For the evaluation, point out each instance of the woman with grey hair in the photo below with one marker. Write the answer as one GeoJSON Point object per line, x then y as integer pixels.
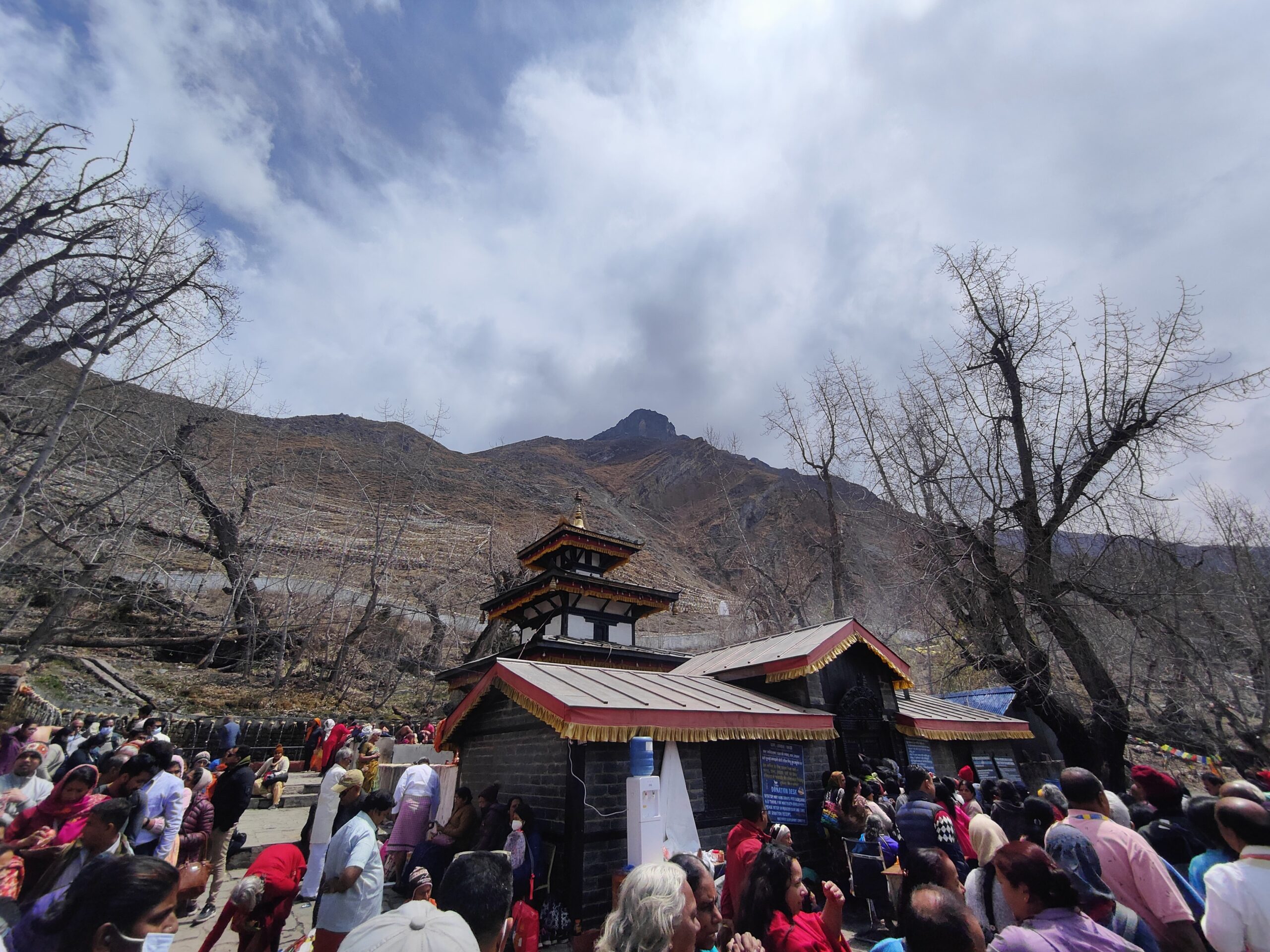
{"type": "Point", "coordinates": [261, 901]}
{"type": "Point", "coordinates": [657, 912]}
{"type": "Point", "coordinates": [1051, 792]}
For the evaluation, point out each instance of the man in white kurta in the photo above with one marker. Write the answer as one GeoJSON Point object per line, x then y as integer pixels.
{"type": "Point", "coordinates": [324, 819]}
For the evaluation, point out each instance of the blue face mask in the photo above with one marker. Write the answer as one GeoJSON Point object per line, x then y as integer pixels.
{"type": "Point", "coordinates": [154, 942]}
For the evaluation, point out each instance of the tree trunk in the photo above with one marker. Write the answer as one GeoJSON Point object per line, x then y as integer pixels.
{"type": "Point", "coordinates": [53, 622]}
{"type": "Point", "coordinates": [837, 570]}
{"type": "Point", "coordinates": [432, 652]}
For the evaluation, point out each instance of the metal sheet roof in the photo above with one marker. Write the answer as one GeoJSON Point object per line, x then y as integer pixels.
{"type": "Point", "coordinates": [794, 654]}
{"type": "Point", "coordinates": [992, 700]}
{"type": "Point", "coordinates": [611, 705]}
{"type": "Point", "coordinates": [938, 719]}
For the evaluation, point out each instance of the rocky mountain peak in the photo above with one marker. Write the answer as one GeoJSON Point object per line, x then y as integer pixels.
{"type": "Point", "coordinates": [648, 424]}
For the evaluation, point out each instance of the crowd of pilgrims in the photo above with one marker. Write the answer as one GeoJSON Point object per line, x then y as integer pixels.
{"type": "Point", "coordinates": [986, 865]}
{"type": "Point", "coordinates": [111, 838]}
{"type": "Point", "coordinates": [102, 828]}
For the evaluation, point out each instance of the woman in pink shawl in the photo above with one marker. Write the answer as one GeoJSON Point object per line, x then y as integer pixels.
{"type": "Point", "coordinates": [58, 819]}
{"type": "Point", "coordinates": [333, 743]}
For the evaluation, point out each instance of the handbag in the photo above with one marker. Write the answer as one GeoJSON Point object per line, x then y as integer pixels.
{"type": "Point", "coordinates": [525, 924]}
{"type": "Point", "coordinates": [192, 875]}
{"type": "Point", "coordinates": [192, 879]}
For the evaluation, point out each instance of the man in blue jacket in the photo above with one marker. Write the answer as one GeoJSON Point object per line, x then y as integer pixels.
{"type": "Point", "coordinates": [925, 824]}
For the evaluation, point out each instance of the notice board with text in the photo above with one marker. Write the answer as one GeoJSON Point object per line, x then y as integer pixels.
{"type": "Point", "coordinates": [784, 781]}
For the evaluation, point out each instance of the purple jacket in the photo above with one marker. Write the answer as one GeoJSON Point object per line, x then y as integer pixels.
{"type": "Point", "coordinates": [1061, 931]}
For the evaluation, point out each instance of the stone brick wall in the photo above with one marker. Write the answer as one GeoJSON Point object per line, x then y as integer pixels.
{"type": "Point", "coordinates": [526, 758]}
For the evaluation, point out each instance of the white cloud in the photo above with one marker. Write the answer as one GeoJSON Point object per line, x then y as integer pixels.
{"type": "Point", "coordinates": [689, 210]}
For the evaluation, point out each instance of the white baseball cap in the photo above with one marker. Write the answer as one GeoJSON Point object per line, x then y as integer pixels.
{"type": "Point", "coordinates": [413, 927]}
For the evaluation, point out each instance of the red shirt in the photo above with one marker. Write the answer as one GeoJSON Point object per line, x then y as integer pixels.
{"type": "Point", "coordinates": [806, 933]}
{"type": "Point", "coordinates": [282, 867]}
{"type": "Point", "coordinates": [745, 841]}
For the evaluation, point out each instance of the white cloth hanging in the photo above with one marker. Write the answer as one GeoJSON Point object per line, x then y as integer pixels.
{"type": "Point", "coordinates": [681, 826]}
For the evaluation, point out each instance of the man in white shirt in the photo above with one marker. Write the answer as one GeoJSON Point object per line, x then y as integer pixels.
{"type": "Point", "coordinates": [353, 874]}
{"type": "Point", "coordinates": [159, 824]}
{"type": "Point", "coordinates": [1239, 894]}
{"type": "Point", "coordinates": [102, 835]}
{"type": "Point", "coordinates": [324, 818]}
{"type": "Point", "coordinates": [21, 789]}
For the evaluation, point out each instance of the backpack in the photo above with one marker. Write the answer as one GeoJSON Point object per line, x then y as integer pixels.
{"type": "Point", "coordinates": [525, 923]}
{"type": "Point", "coordinates": [831, 814]}
{"type": "Point", "coordinates": [554, 921]}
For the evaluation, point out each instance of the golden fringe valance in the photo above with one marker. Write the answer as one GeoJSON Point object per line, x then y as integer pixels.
{"type": "Point", "coordinates": [997, 734]}
{"type": "Point", "coordinates": [588, 543]}
{"type": "Point", "coordinates": [899, 682]}
{"type": "Point", "coordinates": [623, 733]}
{"type": "Point", "coordinates": [579, 590]}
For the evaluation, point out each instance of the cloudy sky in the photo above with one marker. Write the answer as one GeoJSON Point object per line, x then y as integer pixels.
{"type": "Point", "coordinates": [549, 215]}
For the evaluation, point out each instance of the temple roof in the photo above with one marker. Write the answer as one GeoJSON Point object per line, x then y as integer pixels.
{"type": "Point", "coordinates": [604, 654]}
{"type": "Point", "coordinates": [992, 700]}
{"type": "Point", "coordinates": [937, 719]}
{"type": "Point", "coordinates": [794, 654]}
{"type": "Point", "coordinates": [619, 549]}
{"type": "Point", "coordinates": [597, 587]}
{"type": "Point", "coordinates": [607, 705]}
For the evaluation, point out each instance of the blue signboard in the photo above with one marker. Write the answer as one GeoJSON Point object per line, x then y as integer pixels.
{"type": "Point", "coordinates": [920, 753]}
{"type": "Point", "coordinates": [985, 767]}
{"type": "Point", "coordinates": [1008, 769]}
{"type": "Point", "coordinates": [784, 780]}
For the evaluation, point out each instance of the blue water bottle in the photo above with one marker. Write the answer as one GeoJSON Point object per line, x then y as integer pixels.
{"type": "Point", "coordinates": [642, 757]}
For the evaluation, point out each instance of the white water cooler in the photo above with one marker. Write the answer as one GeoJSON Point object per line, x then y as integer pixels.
{"type": "Point", "coordinates": [645, 828]}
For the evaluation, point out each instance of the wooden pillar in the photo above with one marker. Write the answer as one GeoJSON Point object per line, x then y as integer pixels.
{"type": "Point", "coordinates": [575, 826]}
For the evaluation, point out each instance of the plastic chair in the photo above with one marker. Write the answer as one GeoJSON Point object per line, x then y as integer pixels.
{"type": "Point", "coordinates": [543, 885]}
{"type": "Point", "coordinates": [868, 881]}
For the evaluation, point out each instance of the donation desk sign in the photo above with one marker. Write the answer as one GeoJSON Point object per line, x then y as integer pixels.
{"type": "Point", "coordinates": [920, 753]}
{"type": "Point", "coordinates": [784, 780]}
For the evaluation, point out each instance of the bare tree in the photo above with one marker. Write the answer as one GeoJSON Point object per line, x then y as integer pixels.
{"type": "Point", "coordinates": [99, 275]}
{"type": "Point", "coordinates": [1006, 443]}
{"type": "Point", "coordinates": [816, 438]}
{"type": "Point", "coordinates": [775, 575]}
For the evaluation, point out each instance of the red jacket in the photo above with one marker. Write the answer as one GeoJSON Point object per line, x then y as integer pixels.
{"type": "Point", "coordinates": [745, 841]}
{"type": "Point", "coordinates": [282, 867]}
{"type": "Point", "coordinates": [806, 933]}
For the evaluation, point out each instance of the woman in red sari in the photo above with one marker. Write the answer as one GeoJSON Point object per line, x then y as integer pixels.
{"type": "Point", "coordinates": [58, 819]}
{"type": "Point", "coordinates": [334, 742]}
{"type": "Point", "coordinates": [771, 907]}
{"type": "Point", "coordinates": [261, 901]}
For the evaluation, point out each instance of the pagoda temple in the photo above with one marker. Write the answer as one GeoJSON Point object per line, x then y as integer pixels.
{"type": "Point", "coordinates": [571, 597]}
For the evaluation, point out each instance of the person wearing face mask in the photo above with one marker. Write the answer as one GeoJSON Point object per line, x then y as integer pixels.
{"type": "Point", "coordinates": [117, 904]}
{"type": "Point", "coordinates": [771, 907]}
{"type": "Point", "coordinates": [706, 895]}
{"type": "Point", "coordinates": [352, 875]}
{"type": "Point", "coordinates": [525, 846]}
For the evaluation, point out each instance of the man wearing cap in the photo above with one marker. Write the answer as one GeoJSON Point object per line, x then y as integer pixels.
{"type": "Point", "coordinates": [324, 821]}
{"type": "Point", "coordinates": [421, 885]}
{"type": "Point", "coordinates": [230, 800]}
{"type": "Point", "coordinates": [416, 927]}
{"type": "Point", "coordinates": [352, 876]}
{"type": "Point", "coordinates": [13, 742]}
{"type": "Point", "coordinates": [21, 789]}
{"type": "Point", "coordinates": [1170, 833]}
{"type": "Point", "coordinates": [352, 794]}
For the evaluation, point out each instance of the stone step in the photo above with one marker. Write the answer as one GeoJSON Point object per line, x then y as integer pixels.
{"type": "Point", "coordinates": [289, 801]}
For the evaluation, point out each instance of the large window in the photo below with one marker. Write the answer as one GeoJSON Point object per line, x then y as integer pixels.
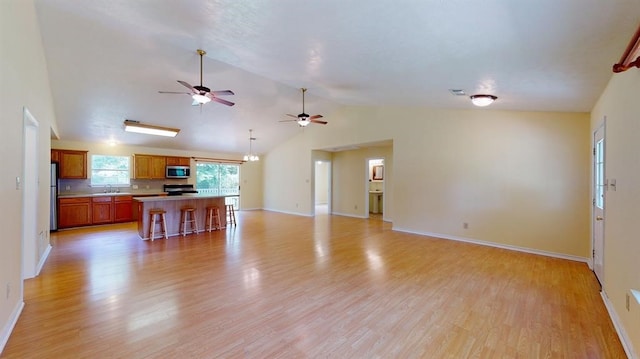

....

Please count the lines of the records that contain the string "jacket", treating uppercase and lowercase as different, and reply with only the number.

3